Listed records →
<<<<
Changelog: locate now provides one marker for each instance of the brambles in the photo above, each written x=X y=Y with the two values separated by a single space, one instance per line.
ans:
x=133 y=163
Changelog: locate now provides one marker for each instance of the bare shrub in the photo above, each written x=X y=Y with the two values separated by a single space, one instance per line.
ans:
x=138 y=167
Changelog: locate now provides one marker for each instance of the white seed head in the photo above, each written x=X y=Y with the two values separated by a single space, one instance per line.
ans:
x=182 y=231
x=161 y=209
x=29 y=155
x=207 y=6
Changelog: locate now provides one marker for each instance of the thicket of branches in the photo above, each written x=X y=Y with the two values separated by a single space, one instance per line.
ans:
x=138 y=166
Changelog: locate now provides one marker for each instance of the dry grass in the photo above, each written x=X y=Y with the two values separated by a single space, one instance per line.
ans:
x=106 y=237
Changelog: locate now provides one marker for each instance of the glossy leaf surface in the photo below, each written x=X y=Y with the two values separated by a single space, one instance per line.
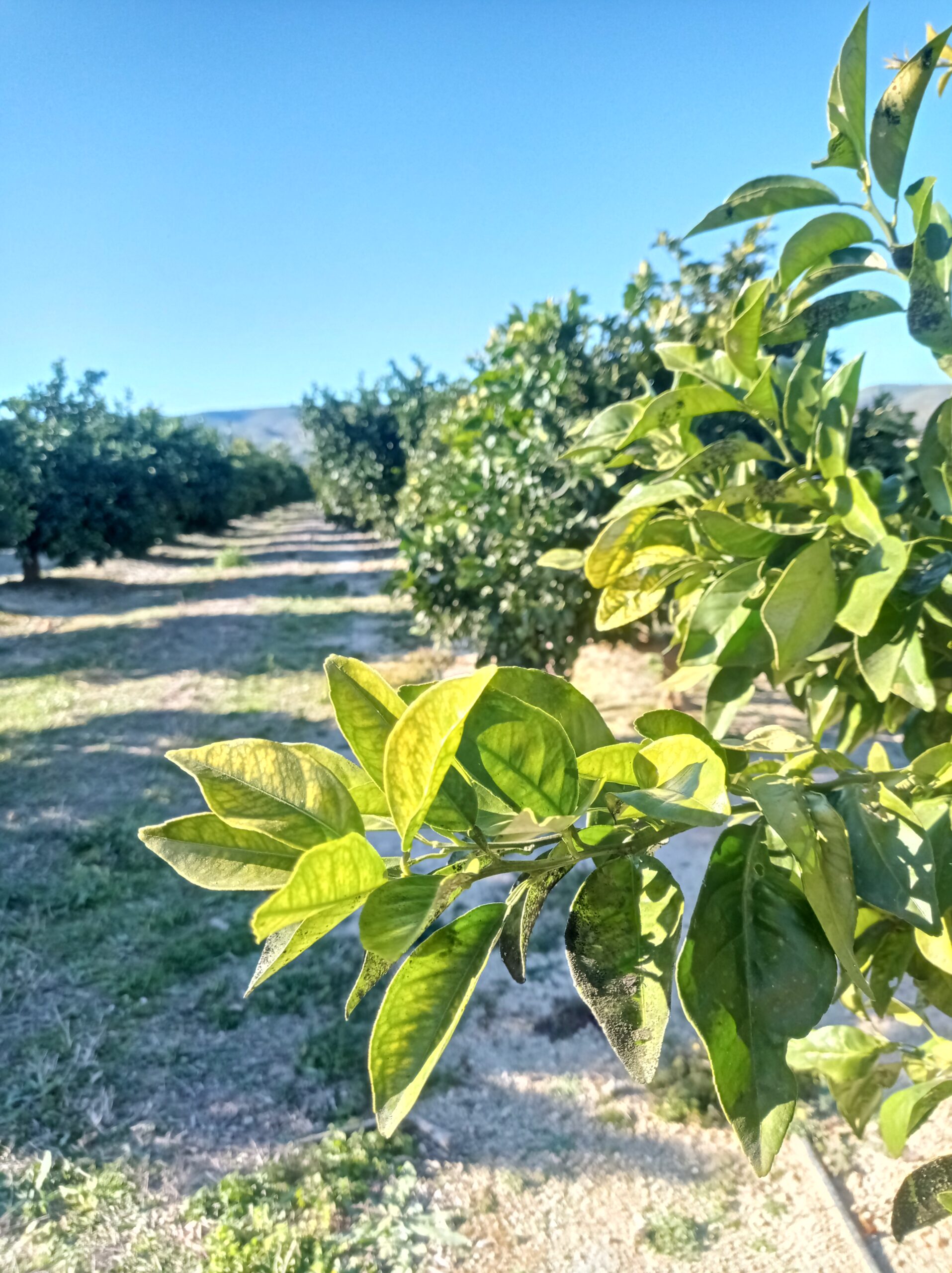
>>>>
Do this → Put the data above into a numbered list, starting with its first line and ending with the line that contains "x=138 y=167", both included. Include only these lines and omit any blank ones.

Response to the exercise →
1. Changelog: locate now provides one marker for each instance of the brambles in the photo above, each written x=X y=Y with the two values separated by a single space, one instance per line.
2. ans:
3. x=133 y=163
4. Changelog: locate now provides one marker for each instance of the bare shrub in the photo above, each written x=X y=Y with the two values separated by a single space, one instance per line.
5. ans:
6. x=138 y=167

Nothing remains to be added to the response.